_Data listing_

BEGIN

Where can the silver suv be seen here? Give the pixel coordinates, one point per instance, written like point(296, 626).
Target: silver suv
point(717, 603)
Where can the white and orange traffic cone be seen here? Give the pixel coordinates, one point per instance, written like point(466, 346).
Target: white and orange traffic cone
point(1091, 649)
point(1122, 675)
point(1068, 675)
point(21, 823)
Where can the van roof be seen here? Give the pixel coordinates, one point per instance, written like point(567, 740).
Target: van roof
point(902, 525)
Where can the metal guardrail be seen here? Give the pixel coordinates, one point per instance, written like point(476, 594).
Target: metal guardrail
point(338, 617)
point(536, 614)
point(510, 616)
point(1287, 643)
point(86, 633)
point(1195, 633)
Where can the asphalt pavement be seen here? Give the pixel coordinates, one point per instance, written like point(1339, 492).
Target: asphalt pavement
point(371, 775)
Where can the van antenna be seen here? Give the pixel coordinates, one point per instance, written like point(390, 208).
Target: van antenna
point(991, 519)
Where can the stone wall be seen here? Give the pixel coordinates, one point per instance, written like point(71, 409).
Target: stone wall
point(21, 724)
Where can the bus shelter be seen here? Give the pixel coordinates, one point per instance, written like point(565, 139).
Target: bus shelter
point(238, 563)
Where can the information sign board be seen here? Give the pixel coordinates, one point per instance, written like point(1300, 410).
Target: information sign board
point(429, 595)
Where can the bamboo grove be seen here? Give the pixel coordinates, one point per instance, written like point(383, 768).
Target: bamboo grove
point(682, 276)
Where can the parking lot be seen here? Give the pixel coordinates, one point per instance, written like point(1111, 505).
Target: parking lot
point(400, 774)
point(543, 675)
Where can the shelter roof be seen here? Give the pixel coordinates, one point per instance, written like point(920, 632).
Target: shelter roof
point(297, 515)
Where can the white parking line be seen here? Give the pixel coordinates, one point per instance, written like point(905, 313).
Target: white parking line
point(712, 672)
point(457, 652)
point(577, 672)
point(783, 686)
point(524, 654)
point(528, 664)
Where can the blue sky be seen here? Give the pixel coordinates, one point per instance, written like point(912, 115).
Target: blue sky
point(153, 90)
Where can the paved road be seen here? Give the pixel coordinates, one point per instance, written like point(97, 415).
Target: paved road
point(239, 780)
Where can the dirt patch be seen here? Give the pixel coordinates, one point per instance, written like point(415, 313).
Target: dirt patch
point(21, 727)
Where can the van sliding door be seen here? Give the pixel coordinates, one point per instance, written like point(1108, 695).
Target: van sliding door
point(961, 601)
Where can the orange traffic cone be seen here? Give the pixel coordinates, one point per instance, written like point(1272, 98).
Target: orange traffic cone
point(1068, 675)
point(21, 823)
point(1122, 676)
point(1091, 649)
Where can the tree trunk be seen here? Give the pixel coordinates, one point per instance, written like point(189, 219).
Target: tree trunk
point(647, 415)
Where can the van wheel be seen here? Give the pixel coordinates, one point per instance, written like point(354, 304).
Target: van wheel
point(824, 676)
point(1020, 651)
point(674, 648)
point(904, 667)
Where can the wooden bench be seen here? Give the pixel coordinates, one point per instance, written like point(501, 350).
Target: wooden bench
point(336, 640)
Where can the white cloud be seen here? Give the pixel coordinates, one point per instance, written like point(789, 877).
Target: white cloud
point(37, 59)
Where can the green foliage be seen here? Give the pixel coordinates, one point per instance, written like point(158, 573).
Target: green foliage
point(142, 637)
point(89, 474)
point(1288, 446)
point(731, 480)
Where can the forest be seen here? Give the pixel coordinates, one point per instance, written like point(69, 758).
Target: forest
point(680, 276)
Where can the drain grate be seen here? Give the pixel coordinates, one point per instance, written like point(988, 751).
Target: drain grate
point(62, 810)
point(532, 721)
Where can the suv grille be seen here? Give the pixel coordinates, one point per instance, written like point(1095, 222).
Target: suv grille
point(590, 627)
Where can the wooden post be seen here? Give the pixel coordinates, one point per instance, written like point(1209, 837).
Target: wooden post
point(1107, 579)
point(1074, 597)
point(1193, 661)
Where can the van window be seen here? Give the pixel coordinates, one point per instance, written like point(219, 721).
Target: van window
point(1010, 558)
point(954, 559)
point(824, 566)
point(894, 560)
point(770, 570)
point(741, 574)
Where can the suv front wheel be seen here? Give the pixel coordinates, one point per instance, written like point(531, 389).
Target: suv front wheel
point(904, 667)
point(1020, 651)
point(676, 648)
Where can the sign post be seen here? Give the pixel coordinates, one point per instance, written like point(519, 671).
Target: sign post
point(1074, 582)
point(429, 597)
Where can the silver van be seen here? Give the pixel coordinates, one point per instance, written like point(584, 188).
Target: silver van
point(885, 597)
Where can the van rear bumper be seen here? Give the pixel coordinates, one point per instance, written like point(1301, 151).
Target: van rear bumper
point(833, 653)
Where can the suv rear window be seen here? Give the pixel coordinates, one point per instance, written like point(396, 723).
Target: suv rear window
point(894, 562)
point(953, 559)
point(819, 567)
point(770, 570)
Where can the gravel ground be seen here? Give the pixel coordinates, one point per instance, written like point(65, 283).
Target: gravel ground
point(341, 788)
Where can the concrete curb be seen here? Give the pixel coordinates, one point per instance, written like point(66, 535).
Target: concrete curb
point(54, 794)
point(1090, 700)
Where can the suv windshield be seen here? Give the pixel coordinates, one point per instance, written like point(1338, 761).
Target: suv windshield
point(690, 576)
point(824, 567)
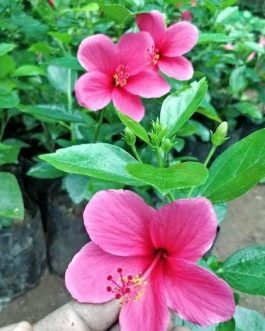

END

_Task objective_
Your reply should restate every entry exactly, with the pictures left out.

_Task output_
Where can the silver suv be seen here? Give the pixel coordinates, one point per instance, written like point(296, 626).
Target: silver suv
point(717, 603)
Where can the white and orange traffic cone be seen here? Give the pixel coordinates, one point per instance, written like point(466, 346).
Target: white and orange traffic cone
point(1091, 649)
point(1122, 675)
point(1068, 675)
point(21, 823)
Where can the van roof be seen here? Give the pixel coordinates, one point per instance, written like point(567, 740).
Target: van roof
point(902, 525)
Where can the metal guardrail be seen here? Give the pixel coordinates, one point per instance, written like point(476, 594).
Target: metal guardrail
point(338, 617)
point(536, 614)
point(510, 616)
point(1287, 643)
point(86, 633)
point(1195, 633)
Where can the asphalt pavement be seen here? Give the pixel coordinates, one point per instance, written like point(1339, 492).
Target: asphalt pavement
point(371, 775)
Where can the van antenna be seen here? Give the pixel coordinates, one point per instance, written like point(390, 208).
Target: van antenna
point(991, 519)
Where can the stone wall be seen here? Give the pixel coordinates, one point per instance, written like point(71, 409).
Target: stone wall
point(21, 724)
Where can the bus shelter be seen here? Give the pixel coordinates, one point per instance, written like point(565, 139).
Target: bus shelter
point(238, 563)
Where can the information sign board be seen here? Give the pixel coordinates, one point per instance, written like point(1300, 410).
Target: information sign board
point(429, 595)
Where can the bamboo grove be seen here? Give the pixel coordinates, one point per instance, written like point(383, 768).
Target: bamboo grove
point(682, 276)
Where can the parking lot be seen here? Give the pixel coordinates, one point per instance, written like point(1111, 505).
Target: parking lot
point(400, 774)
point(543, 675)
Where can the shelter roof be seen here? Give the pixel coordinates, one point per instance, written like point(920, 632).
Target: shelter roof
point(297, 515)
Where can the white parking line be seen here? Give the pixel coordinates, one point per instance, written like point(905, 313).
Target: white parking line
point(712, 672)
point(457, 652)
point(577, 672)
point(783, 686)
point(524, 654)
point(528, 664)
Where can the blue sky be seen here? Give the pixel coordinates, one point per instance, written like point(912, 115).
Target: blue sky
point(153, 90)
Where can the paved road be seen here? Give the pixel coordinates, one point per instance, written like point(97, 415).
Target: paved road
point(239, 780)
Where can the dirt patch be seen here? Give the pixel coordinates, one point per instance, written like point(415, 313).
Target: dirt patch
point(21, 727)
Where can the van sliding door be seen here? Give the pixel coordinates, one point per instance, written like point(1108, 695).
Target: van sliding door
point(961, 601)
Where can the orange traffic cone be seen here? Give the pixel coordinates, one point per instance, written like point(1272, 98).
Target: orange traffic cone
point(1068, 675)
point(21, 823)
point(1122, 676)
point(1091, 649)
Where can the tree trunk be seen here? Give the pixel coordinates, one point per instance, written like point(189, 219).
Target: tree trunk
point(647, 415)
Where can the van wheel be seen here? Give the pixel coordinates, one point per instance, written like point(354, 304).
Target: van wheel
point(824, 676)
point(1020, 651)
point(674, 648)
point(904, 667)
Where can the wooden bench be seen here? Give the pixel coordinates, one point per instance, written like point(501, 350).
Target: wooden bench
point(336, 640)
Where can the white cloud be seen here? Give the pixel coordinates, one point per instance, written like point(789, 877).
Target: white cloud
point(37, 59)
Where can the green foliage be seen here? Give the pixel coordinates, one point per instance, written like point(158, 573).
Target: green foliage
point(142, 637)
point(89, 474)
point(1288, 446)
point(731, 480)
Where can the forest be seen here? Give the pixel coordinates, one point per instance, written like point(69, 758).
Target: forest
point(680, 276)
Where can the drain grate be seen here? Give the pixel coordinates, one point per instance, written like point(988, 751).
Target: drain grate
point(62, 810)
point(532, 721)
Where can the suv grille be seen here? Give the pixel coordinates, one point per instance, written like point(1095, 222).
Target: suv grille
point(590, 627)
Where can the wooden post be seen here? Give the pixel coordinates, one point per instance, written like point(1209, 837).
Target: wooden post
point(1107, 579)
point(1074, 597)
point(1193, 661)
Where can the van window be seen here? Give the pixel coordinates, one point per instance, written like point(219, 721).
Target: van window
point(1010, 558)
point(954, 559)
point(824, 566)
point(894, 560)
point(770, 570)
point(741, 574)
Where can the suv front wheel be seen here? Give the pixel coordinates, one point per instance, written like point(531, 389).
Target: suv front wheel
point(904, 667)
point(1020, 651)
point(676, 648)
Where can the sign post be seen here? Give the pixel coordinates, one point per instance, written like point(519, 671).
Target: sign post
point(1074, 582)
point(429, 597)
Where can the silver van be seen here? Give the pixel coordinates, one point per instance, written like point(584, 188).
Target: silver van
point(885, 597)
Where can the van rear bumper be seen here? Give the pixel coordinates, one point per instance, written like point(1301, 151).
Target: van rear bumper
point(833, 653)
Where can the suv rear window be seen here? Give the pixel coordinates, one point per instance, written like point(396, 723).
Target: suv rear window
point(894, 562)
point(953, 559)
point(819, 567)
point(770, 570)
Where can the gravel ground be seen here? Give the pixel coordinates, one point per instance, written like point(65, 283).
Target: gravel ground
point(341, 788)
Where can the concrete curb be seen here? Give the pixel coordinates, one point per instance, written like point(66, 535).
Target: concrete curb
point(54, 794)
point(1090, 700)
Where can the suv windshield be seen here? Give the pixel coordinates, one point per instance, written like point(1338, 761).
Target: suv windshield
point(690, 576)
point(824, 567)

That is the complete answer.